* _Exercise description_
Reproduce the part of the news named-entity notebook excerpt between "Timestamp('2003-02-10 00:00:00')" and "a proper name.", inclusive.

Top of Supplied text

Timestamp('2003-02-10 00:00:00')

In [8]:
news_df.Date.max()

Timestamp('2020-05-26 00:00:00')

## Named entities

#### Named Entities

A named entity is any real world object such as a person, location, organisation or product with a proper name. 

- https://spacy.io/api/annotation

In [14]:
all_titles = [str(x) for x in news_df.sample(10)['Description']]

In [15]:
all_titles

['Public sector lender Bank of India plans to raise upto Rs 1,500 crore through Basel III compliant bonds to boost its tier II ...',
 'Enterprise value, say sources, set finally around Rs 280 crore; deal to be announced next month',
 'As per rules, every insurer, who begins to carry on insurance business has to ensure that it undertakes social, rural sector ...',
 "With the revision, PNB's overnight marginal cost of funds based lending rate (MCLR) now stands at 8.2 per cent as against 7.9 per ...",
 "While liquidity played a role, banks' reluctance to lend due to risk aversion and tightened group borrower exposure limits are ...",
 'Banks face a major challenge in terms of introducing innovative customer-friendly products and services and newer technologies to ...',
 "Interest rate rises have been a cause of concern for the past 18 months. Prompted by the Reserve Bank of India's increase in the ...",
 'State Bank of Bikaner & Jaipur is planning to raise Rs 200 crore.According to a rele

In [17]:
# Print all named entities with named entity types
for sent in all_titles:
  doc = nlp(sent)
  for ent in doc.ents:
      print('{} - {}'.format(ent, ent.label_))

Bank of India - ORG
Rs 1,500 - PRODUCT
Basel III - GPE
Rs 280 - PRODUCT
next month - DATE
PNB - ORG
overnight - TIME
8.2 per cent - MONEY
7.9 - CARDINAL
the past 18 months - DATE
the Reserve Bank of India's - ORG
State Bank of Bikaner & Jaipur - ORG
Rs 200 - PRODUCT
BSE - ORG
Dena Bank - ORG
PLR - ORG
75 - CARDINAL
13.50 per cent - MONEY
Syndicate Bank's - ORG
the quarter ended September 2004 - DATE
34 per cent - MONEY


## Most visible entity in a month



In [20]:
news_df['year'] = pd.DatetimeIndex(news_df['Date']).year

In [21]:
def get_top_10(year):
  year_df = news_df[news_df.year == year]

  org_list = {}

  try:
    for each_title in year_df.Title:
      doc = nlp(str(each_title))

Bottom of Supplied text
Top of Provided material

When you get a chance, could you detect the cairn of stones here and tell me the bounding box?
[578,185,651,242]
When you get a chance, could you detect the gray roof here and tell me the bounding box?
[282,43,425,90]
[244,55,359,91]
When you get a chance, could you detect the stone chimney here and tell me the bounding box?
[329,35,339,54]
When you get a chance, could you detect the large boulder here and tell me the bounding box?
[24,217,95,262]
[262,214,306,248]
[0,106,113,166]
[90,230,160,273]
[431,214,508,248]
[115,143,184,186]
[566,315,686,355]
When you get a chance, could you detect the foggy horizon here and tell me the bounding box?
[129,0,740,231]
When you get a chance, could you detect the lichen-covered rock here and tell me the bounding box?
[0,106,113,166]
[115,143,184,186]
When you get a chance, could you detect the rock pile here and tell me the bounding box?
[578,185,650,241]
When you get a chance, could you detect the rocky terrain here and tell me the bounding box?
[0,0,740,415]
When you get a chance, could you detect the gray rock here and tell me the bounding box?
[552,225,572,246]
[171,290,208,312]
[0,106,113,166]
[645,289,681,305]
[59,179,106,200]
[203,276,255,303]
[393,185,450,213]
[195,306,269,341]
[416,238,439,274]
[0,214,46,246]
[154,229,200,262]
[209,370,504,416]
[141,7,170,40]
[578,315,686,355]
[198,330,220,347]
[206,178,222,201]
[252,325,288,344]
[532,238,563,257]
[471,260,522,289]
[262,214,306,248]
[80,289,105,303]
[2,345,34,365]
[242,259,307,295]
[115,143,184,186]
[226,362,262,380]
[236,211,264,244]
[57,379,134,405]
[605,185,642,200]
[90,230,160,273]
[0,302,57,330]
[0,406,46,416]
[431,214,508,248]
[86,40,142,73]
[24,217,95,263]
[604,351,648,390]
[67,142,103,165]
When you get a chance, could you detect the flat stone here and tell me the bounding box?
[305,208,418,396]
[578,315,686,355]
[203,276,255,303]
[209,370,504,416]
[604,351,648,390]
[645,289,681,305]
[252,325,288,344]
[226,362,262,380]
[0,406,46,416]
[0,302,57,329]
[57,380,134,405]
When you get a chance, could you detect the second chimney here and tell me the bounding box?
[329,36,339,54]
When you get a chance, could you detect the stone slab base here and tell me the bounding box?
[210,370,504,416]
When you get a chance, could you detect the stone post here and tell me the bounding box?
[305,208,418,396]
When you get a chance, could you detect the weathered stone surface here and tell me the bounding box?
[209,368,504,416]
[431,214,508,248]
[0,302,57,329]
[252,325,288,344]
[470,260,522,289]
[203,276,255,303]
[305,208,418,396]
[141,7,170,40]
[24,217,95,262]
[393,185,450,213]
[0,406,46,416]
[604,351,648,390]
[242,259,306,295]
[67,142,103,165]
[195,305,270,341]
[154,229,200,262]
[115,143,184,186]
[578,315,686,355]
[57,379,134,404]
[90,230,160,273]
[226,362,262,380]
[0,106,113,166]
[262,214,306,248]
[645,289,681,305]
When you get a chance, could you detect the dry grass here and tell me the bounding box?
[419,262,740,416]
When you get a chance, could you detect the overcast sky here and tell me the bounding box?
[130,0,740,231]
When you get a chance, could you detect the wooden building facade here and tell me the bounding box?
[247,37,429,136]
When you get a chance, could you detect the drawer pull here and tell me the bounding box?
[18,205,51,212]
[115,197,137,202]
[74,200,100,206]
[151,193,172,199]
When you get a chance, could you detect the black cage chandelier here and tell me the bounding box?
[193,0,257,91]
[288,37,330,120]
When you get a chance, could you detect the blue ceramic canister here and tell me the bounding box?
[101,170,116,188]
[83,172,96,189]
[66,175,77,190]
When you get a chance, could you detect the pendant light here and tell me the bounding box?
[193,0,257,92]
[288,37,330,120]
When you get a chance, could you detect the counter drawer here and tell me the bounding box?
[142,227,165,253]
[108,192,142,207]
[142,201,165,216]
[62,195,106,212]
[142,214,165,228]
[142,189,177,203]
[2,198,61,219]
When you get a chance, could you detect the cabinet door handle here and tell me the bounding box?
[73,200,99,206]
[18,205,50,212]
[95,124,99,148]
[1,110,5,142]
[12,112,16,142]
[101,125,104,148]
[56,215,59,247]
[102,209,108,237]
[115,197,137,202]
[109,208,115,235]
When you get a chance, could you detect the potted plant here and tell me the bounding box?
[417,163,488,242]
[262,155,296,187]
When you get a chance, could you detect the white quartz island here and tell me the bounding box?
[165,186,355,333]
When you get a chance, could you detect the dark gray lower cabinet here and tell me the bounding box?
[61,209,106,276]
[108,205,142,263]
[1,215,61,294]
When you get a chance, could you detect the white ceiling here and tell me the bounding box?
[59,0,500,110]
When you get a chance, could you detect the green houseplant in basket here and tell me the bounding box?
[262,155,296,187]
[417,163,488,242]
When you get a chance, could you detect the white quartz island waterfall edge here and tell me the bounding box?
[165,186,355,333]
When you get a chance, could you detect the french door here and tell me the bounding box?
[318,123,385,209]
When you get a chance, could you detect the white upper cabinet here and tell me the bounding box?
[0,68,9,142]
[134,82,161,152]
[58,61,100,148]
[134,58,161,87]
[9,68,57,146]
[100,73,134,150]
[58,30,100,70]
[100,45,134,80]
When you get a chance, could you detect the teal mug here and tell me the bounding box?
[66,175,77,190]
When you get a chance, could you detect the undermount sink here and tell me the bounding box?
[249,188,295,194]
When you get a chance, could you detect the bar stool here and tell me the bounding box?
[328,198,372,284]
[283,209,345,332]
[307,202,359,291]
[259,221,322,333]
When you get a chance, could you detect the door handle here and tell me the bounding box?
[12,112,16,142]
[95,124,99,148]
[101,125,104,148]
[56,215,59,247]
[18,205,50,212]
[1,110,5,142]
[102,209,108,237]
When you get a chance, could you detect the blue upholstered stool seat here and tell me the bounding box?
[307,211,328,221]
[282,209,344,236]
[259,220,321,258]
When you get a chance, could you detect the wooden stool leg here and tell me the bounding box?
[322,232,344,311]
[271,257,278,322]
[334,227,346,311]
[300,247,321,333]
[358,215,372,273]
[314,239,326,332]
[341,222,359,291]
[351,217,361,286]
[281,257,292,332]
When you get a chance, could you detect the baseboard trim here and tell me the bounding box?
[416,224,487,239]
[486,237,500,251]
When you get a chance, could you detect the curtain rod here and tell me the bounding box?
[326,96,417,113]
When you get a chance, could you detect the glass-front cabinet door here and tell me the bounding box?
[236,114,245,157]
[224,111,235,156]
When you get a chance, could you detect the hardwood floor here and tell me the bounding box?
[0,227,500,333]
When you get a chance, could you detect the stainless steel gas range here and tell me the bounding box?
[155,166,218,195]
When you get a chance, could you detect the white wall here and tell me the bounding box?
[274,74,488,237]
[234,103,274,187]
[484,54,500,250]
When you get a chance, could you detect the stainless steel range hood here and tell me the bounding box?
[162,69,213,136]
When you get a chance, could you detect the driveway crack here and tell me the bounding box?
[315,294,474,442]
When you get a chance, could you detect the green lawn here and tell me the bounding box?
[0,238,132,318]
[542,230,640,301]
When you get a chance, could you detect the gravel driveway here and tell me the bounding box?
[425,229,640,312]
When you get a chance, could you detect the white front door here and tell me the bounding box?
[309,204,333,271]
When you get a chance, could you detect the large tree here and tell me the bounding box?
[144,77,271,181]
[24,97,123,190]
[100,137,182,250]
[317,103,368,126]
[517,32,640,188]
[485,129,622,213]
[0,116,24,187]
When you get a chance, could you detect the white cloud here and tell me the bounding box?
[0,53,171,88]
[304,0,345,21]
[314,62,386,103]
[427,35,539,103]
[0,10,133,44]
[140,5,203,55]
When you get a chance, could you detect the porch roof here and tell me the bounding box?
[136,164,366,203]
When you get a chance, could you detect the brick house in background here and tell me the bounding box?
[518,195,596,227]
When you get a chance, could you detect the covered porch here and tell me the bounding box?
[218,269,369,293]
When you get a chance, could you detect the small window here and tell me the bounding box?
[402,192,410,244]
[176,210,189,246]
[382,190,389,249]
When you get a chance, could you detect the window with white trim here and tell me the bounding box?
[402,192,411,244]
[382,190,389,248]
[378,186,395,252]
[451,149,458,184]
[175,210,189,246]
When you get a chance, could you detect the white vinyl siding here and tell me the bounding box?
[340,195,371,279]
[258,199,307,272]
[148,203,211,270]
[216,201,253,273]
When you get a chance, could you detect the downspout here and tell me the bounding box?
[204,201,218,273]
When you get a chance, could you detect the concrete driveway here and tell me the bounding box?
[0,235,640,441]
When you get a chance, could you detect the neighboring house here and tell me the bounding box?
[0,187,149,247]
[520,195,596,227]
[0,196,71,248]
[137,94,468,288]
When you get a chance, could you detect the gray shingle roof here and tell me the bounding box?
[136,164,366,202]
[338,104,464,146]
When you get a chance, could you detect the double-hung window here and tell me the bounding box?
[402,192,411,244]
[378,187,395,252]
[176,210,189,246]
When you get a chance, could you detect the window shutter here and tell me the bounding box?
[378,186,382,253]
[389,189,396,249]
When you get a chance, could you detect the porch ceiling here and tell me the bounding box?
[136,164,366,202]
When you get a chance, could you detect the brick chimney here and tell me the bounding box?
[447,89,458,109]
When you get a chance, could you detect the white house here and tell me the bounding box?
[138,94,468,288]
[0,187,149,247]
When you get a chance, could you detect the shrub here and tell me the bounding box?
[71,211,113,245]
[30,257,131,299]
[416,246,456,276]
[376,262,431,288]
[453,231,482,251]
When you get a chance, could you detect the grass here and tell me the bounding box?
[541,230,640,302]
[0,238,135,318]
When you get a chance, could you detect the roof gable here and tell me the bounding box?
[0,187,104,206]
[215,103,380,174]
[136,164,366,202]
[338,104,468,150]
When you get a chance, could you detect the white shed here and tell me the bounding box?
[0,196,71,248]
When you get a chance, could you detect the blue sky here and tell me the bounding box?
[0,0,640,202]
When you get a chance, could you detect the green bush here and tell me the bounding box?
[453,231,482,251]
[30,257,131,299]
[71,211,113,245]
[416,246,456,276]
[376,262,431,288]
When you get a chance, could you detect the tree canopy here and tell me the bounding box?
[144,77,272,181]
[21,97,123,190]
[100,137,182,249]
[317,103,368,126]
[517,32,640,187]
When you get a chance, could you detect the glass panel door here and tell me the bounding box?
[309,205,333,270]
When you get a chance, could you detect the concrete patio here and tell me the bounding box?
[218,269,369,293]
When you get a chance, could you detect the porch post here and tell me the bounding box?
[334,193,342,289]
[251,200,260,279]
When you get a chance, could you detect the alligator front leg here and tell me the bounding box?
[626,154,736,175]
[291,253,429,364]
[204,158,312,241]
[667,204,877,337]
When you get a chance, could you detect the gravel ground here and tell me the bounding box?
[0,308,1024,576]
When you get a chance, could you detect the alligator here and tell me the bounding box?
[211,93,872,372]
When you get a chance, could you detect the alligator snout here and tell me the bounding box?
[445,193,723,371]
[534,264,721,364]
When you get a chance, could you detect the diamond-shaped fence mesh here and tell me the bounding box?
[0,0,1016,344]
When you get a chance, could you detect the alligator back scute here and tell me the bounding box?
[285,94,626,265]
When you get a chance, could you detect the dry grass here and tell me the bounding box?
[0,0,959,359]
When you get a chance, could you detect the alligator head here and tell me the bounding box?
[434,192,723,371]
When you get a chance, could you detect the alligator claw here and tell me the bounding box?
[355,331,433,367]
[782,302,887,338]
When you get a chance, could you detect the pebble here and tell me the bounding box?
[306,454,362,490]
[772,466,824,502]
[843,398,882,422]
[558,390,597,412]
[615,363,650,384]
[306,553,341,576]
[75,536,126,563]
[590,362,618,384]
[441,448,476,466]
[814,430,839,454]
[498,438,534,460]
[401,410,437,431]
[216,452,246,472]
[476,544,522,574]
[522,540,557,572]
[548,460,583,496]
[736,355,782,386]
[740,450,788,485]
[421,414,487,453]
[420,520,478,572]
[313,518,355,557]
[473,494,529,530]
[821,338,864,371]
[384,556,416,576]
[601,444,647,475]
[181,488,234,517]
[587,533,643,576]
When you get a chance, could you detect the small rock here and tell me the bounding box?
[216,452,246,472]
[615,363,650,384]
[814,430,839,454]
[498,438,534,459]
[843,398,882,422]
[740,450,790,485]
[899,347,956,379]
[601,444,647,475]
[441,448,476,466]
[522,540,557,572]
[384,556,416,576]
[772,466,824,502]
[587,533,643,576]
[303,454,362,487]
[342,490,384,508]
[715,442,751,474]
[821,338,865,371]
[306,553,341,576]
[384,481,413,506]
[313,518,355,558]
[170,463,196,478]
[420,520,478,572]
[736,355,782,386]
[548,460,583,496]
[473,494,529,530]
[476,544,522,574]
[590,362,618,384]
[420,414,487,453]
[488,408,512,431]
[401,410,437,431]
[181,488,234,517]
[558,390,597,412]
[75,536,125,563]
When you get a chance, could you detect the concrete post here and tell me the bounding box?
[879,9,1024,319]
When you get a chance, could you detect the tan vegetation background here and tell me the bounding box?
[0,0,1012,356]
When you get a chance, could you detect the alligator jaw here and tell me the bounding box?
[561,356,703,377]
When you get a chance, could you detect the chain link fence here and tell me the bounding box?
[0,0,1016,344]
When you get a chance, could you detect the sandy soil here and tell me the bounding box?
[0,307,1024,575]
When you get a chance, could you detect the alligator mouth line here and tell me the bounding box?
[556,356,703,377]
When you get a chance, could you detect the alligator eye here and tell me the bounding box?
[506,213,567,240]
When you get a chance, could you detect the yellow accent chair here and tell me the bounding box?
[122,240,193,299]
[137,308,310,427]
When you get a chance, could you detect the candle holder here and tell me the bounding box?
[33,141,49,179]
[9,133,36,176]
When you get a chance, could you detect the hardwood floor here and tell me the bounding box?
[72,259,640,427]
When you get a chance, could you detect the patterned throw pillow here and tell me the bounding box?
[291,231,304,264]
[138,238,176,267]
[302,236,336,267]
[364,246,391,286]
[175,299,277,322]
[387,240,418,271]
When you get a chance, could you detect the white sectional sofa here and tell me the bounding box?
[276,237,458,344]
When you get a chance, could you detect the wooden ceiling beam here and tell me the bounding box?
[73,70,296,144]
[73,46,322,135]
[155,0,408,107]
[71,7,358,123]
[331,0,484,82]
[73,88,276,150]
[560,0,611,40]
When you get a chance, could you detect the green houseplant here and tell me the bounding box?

Bottom of Provided material

* _Exercise output_
Timestamp('2003-02-10 00:00:00')

In [8]:
news_df.Date.max()

Timestamp('2020-05-26 00:00:00')

## Named entities

#### Named Entities

A named entity is any real world object such as a person, location, organisation or product with a proper name.